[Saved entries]
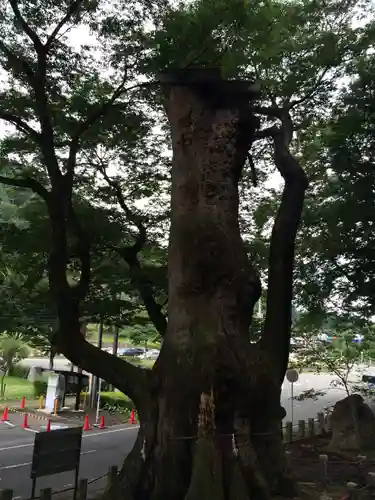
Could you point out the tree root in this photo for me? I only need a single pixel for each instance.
(207, 478)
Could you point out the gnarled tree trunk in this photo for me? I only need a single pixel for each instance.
(206, 350)
(206, 353)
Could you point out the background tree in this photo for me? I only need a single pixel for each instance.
(12, 350)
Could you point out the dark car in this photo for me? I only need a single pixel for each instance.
(131, 351)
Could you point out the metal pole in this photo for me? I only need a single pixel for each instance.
(291, 400)
(76, 482)
(98, 403)
(115, 341)
(33, 487)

Exercise prompt — For this exercise, return every entry verbatim and omit all pictures.

Exercise solution —
Could you point out the tree root in this photo for me? I only need a single pixel for each instance.
(207, 478)
Could you point out the gnarled tree trunk in this photo for me? I only need a single pixel for each instance.
(206, 350)
(206, 353)
Could you point out the background tree in this photo for me? I only need a single pixel for each instance.
(12, 350)
Could you point out the dark car in this photo for me? I only need a single pixel for each instance.
(131, 351)
Could you point out the metal pole in this photo for me? I only need a single pixel for each instance.
(291, 400)
(76, 482)
(98, 403)
(115, 341)
(33, 487)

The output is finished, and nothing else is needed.